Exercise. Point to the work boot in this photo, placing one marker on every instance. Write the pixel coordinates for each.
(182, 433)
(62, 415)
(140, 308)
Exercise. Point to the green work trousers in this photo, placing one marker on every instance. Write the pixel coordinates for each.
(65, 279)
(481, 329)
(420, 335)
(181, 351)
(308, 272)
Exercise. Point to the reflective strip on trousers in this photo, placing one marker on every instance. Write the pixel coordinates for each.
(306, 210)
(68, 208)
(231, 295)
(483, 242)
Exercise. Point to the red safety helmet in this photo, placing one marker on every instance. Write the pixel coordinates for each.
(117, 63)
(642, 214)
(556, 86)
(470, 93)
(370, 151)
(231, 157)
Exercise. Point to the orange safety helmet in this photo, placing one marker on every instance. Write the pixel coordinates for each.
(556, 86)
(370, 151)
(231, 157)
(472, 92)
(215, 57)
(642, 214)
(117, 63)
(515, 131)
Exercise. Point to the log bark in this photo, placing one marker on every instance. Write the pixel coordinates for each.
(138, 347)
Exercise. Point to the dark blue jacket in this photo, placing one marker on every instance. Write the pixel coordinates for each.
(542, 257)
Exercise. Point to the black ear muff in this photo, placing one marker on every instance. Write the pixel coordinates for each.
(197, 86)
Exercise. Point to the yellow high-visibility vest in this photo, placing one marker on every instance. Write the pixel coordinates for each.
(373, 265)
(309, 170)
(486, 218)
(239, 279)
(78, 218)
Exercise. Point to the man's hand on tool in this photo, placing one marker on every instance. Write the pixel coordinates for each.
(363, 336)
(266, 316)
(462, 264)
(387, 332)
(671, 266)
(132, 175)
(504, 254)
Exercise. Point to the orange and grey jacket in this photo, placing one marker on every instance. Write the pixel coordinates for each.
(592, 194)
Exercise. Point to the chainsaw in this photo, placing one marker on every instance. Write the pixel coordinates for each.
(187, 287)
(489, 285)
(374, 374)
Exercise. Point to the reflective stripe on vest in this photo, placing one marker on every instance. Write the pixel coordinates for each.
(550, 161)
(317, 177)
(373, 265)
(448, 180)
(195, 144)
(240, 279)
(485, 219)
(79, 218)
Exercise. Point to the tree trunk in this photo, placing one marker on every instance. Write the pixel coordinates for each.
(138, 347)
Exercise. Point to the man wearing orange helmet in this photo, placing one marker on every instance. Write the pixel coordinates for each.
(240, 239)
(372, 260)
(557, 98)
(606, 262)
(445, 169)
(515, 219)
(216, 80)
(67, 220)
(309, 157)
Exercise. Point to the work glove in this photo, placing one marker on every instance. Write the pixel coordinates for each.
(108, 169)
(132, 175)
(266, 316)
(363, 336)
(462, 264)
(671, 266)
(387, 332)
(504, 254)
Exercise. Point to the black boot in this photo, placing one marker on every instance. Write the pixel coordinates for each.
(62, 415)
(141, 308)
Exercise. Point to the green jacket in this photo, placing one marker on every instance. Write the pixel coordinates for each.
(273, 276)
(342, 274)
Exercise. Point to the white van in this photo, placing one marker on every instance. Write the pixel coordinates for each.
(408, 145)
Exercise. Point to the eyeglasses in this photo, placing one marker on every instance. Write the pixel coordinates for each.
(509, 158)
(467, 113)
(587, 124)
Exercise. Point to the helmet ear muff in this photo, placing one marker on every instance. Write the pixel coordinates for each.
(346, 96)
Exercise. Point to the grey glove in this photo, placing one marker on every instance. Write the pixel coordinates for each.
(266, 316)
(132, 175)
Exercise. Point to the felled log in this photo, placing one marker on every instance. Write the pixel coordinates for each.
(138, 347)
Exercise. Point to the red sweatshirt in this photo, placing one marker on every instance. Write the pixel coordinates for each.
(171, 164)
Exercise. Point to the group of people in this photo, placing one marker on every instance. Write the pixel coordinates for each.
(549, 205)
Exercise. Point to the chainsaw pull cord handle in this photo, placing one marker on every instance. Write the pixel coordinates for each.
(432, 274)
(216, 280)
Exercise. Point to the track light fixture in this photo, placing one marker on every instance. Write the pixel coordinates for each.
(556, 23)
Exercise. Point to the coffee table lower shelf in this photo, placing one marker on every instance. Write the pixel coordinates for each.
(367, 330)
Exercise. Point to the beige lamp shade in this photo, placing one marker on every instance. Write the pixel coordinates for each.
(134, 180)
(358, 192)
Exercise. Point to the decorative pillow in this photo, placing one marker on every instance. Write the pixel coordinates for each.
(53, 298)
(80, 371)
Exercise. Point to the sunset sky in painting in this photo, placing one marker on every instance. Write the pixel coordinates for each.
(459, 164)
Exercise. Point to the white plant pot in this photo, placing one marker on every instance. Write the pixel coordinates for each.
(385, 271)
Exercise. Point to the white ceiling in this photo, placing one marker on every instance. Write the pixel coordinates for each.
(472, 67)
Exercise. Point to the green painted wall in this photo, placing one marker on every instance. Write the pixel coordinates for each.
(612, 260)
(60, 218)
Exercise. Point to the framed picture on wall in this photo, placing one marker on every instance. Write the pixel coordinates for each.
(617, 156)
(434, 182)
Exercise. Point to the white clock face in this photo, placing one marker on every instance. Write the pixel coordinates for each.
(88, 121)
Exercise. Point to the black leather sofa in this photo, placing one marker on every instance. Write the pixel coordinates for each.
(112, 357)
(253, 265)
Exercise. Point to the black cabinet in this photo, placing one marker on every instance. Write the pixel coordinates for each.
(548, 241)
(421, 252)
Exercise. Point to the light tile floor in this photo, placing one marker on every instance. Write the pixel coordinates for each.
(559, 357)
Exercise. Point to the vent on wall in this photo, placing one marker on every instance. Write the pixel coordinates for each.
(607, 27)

# # #

• _SHORT PROBLEM_
Copy the records above word for word, beginning at the line that contains "Exercise. Point to the black leather" and continuing through the last line of the records.

• _TASK RESULT_
Exercise. Point to the black leather sofa in this photo, placing one marker on every instance. Write the pixel coordinates for each.
(112, 357)
(253, 265)
Exercise. Point to the black cabinet in this photo, placing one marker on every instance. Write the pixel coordinates for each.
(548, 241)
(421, 252)
Exercise. Point to the light tile floor in this photo, placing one marker on every instance. Write the pixel coordinates for each.
(559, 357)
Exercise. Point to the vent on wall in this photo, placing one marker on every instance. Write the pixel coordinates for each.
(607, 27)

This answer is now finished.